* WHAT IS REQUIRED: Pick out all lines in the listing holding the string "dress" and copy them.

* EXTRACTED RECORDS:
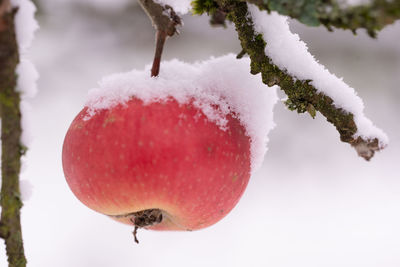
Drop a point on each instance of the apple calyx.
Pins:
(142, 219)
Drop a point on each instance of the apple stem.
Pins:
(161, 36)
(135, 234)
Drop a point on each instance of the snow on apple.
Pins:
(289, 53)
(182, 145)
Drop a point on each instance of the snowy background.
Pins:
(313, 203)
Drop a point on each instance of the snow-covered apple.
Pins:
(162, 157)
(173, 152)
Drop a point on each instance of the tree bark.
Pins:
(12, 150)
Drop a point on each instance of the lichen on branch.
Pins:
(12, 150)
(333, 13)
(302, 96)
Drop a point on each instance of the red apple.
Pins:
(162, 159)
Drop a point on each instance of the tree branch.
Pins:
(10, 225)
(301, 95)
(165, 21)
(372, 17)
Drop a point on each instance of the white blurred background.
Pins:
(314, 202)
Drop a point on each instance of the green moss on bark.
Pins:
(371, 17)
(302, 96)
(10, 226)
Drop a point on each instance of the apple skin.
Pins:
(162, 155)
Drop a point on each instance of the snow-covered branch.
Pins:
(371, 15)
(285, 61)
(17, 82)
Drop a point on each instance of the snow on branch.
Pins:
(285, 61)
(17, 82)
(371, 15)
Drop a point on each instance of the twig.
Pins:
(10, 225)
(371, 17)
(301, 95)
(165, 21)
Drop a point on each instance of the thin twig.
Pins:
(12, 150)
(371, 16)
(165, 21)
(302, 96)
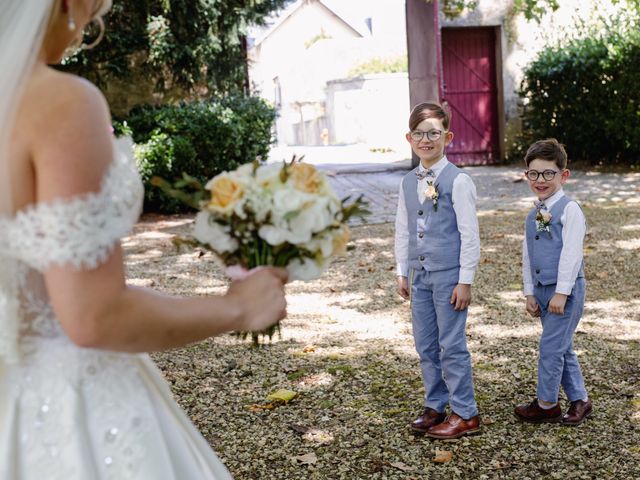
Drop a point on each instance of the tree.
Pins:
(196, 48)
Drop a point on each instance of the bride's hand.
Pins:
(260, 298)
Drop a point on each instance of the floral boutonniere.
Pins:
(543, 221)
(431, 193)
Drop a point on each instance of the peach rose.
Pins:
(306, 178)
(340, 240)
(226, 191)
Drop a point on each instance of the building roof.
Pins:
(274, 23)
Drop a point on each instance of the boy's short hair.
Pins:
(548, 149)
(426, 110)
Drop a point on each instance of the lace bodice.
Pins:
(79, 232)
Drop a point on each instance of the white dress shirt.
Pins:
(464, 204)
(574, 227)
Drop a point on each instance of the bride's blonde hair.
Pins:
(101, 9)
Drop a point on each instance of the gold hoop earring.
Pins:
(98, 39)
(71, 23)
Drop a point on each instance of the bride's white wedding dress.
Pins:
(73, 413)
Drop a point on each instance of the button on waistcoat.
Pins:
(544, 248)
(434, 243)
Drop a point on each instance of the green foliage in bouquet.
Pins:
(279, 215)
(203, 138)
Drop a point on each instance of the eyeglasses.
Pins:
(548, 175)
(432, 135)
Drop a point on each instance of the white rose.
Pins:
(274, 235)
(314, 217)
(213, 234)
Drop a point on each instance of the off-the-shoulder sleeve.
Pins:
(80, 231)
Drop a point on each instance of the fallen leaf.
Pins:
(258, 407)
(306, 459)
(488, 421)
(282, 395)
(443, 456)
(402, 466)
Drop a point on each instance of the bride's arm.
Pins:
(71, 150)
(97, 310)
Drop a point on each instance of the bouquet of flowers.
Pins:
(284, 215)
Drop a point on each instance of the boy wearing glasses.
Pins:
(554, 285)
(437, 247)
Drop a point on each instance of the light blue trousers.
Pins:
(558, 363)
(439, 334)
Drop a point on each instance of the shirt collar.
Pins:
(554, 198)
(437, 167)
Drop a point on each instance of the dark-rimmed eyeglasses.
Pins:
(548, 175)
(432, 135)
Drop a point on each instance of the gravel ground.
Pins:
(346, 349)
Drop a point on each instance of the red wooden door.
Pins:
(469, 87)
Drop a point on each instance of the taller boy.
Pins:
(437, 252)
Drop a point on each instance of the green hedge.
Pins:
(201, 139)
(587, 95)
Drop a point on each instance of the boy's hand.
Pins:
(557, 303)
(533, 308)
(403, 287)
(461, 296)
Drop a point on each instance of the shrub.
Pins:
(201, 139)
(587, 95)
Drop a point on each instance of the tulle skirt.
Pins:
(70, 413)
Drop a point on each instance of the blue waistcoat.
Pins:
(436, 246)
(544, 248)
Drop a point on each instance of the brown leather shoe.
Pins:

* ANSWER BOX:
Drop a point on each instance of the white dress shirt.
Drop a point on each instance of the bride's white wedding dress.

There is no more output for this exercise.